### SET TASK
Repeat the part of the listing that runs from the line containing "TARGET = man's blonde hair" up to and including the listing's final line, word for word.

### DATA ROWS
★ ★ ★ ★ ★
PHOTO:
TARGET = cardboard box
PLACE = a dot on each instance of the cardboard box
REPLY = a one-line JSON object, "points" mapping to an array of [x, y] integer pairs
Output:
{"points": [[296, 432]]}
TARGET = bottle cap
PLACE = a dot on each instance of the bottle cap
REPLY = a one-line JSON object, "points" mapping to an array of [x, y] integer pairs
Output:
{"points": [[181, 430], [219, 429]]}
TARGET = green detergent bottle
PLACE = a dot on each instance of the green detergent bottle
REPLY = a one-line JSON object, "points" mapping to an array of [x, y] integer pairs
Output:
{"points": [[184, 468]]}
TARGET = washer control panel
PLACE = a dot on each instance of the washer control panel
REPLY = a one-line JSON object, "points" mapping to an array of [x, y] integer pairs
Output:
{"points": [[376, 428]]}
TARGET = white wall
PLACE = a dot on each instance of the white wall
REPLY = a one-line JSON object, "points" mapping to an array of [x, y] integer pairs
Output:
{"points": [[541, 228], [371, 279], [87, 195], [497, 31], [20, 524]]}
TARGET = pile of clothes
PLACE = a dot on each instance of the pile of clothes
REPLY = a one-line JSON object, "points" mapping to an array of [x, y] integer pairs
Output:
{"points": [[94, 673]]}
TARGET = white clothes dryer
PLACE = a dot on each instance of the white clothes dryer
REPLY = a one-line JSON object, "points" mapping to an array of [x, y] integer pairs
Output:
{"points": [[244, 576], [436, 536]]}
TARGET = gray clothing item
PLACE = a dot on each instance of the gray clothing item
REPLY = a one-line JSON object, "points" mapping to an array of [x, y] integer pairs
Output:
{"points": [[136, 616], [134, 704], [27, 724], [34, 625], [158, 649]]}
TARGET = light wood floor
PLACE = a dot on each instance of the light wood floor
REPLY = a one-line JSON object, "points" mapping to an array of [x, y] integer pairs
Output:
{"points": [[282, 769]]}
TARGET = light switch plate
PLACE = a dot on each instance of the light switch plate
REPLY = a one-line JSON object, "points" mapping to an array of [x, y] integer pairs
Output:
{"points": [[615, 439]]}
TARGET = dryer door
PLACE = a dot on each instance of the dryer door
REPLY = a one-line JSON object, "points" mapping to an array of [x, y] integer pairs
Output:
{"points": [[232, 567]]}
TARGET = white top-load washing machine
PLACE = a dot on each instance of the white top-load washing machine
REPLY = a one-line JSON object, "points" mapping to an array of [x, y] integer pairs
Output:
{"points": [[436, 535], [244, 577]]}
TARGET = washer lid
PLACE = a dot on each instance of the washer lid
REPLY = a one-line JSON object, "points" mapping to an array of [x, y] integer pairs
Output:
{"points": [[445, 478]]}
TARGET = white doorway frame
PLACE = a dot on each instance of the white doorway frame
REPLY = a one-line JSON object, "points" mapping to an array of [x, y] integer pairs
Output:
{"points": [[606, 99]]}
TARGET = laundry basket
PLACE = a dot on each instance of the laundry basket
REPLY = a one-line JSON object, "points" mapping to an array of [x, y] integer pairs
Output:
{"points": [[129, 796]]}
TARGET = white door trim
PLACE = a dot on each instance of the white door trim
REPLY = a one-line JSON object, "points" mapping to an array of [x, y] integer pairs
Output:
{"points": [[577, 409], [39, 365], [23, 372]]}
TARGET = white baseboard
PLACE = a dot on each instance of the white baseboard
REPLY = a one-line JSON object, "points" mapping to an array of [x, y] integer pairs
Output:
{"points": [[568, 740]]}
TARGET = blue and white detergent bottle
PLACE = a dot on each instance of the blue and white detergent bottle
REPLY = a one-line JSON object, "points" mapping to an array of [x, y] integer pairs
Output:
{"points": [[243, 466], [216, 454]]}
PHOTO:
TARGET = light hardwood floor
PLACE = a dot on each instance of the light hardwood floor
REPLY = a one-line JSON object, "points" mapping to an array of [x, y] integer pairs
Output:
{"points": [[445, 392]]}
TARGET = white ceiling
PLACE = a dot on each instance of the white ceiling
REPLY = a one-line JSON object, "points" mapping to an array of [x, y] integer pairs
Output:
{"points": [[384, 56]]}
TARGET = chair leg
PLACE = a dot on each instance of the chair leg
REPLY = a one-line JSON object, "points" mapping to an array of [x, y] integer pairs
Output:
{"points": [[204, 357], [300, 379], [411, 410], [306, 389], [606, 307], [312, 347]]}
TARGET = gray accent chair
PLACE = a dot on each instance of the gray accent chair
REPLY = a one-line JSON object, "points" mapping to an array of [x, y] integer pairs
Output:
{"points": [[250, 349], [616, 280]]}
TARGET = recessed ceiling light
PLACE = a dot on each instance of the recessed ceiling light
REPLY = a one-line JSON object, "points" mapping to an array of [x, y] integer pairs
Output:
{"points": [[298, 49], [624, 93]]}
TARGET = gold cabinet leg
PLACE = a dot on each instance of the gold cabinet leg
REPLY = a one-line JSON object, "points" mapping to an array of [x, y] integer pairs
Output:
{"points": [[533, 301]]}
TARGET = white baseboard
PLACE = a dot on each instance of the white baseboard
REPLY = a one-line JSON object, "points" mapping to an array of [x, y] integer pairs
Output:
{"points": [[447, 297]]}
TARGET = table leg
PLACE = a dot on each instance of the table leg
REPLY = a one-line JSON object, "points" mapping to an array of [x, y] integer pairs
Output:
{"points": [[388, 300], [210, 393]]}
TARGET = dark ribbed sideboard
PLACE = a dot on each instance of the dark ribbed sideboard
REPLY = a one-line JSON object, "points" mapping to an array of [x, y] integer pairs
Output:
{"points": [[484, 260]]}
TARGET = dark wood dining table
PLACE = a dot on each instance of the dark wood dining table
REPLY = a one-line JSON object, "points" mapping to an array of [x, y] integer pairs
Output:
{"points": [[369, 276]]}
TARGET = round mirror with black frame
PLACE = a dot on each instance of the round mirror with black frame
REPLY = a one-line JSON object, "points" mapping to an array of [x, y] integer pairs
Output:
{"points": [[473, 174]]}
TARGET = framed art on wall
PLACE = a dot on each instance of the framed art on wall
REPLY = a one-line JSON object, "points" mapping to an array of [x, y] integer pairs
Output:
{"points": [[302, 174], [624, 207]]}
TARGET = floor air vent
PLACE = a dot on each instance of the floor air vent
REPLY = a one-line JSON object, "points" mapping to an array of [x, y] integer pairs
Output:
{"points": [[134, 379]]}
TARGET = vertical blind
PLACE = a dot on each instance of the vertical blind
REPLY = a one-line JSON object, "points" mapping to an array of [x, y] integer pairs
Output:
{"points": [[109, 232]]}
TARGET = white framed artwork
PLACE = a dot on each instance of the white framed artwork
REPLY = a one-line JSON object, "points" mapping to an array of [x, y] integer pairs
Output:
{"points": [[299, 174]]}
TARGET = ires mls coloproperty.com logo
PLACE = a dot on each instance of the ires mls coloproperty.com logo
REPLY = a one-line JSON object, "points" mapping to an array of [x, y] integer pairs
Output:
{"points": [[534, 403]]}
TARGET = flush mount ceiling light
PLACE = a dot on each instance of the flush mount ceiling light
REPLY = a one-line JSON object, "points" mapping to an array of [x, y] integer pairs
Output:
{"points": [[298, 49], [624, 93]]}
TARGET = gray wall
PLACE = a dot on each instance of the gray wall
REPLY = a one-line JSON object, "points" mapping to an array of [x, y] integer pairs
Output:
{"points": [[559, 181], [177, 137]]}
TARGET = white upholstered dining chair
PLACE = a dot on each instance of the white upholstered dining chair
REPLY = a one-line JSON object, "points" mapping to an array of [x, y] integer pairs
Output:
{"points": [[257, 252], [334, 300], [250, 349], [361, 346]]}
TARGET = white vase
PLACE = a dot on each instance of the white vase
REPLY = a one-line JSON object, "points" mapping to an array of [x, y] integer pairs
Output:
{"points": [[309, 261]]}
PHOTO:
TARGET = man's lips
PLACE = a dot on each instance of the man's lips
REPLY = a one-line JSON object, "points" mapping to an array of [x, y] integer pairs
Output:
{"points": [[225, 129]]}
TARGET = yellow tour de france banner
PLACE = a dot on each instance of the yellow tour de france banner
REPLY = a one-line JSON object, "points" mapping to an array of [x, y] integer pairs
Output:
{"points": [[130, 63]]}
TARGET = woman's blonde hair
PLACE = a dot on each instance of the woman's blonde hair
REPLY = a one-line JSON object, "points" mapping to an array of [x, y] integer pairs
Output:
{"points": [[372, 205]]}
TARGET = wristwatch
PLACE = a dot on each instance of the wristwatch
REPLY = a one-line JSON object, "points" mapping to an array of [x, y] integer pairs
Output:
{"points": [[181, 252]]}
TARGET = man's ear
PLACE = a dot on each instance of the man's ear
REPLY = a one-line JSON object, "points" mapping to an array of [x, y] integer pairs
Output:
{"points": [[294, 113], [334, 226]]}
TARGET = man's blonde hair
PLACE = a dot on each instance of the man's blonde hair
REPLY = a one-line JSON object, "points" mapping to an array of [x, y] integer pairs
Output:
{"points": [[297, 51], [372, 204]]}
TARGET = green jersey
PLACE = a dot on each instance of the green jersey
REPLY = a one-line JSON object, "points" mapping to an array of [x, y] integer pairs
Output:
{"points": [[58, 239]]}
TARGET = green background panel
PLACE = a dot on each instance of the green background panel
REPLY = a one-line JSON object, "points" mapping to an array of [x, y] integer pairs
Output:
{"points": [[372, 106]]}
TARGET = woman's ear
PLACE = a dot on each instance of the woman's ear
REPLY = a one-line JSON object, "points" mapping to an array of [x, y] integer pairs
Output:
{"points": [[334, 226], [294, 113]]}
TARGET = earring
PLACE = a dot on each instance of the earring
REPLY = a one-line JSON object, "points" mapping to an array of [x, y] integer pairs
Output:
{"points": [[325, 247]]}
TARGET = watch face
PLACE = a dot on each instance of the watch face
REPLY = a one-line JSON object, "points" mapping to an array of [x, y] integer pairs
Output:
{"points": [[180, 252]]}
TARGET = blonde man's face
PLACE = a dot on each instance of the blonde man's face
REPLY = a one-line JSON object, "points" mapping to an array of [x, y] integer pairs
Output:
★ ★ ★ ★ ★
### RESULT FOR THIS EXERCISE
TARGET = man's blonde hair
PLACE = a dot on each instance of the man's blonde hair
REPLY = a one-line JSON object, "points" mapping to an array of [x, y] integer pairs
Output:
{"points": [[297, 51], [372, 204]]}
TARGET = green jersey
PLACE = a dot on each instance of the green jersey
REPLY = a one-line JSON object, "points" mapping to an array of [x, y] integer pairs
Output:
{"points": [[58, 239]]}
TARGET = green background panel
PLACE = a dot on each instance of the green background panel
REPLY = a one-line JSON object, "points" mapping to an array of [x, y] integer pairs
Output:
{"points": [[372, 106]]}
TARGET = woman's ear
PLACE = a dot on each instance of the woman's ear
REPLY = a one-line JSON object, "points" mapping to an array of [x, y] integer pairs
Output:
{"points": [[334, 226], [294, 113]]}
TARGET = earring
PLACE = a dot on each instance of the earring
REPLY = a one-line JSON object, "points" mapping to an array of [x, y] integer pairs
Output:
{"points": [[325, 247]]}
TARGET = watch face
PLACE = a dot on each instance of the watch face
REPLY = a one-line JSON object, "points" mapping to an array of [x, y] integer pairs
Output:
{"points": [[180, 252]]}
TARGET = blonde man's face
PLACE = a dot on each instance of the blonde man's face
REPLY = a one-line JSON object, "points" mapping to an array of [x, y] integer pairs
Output:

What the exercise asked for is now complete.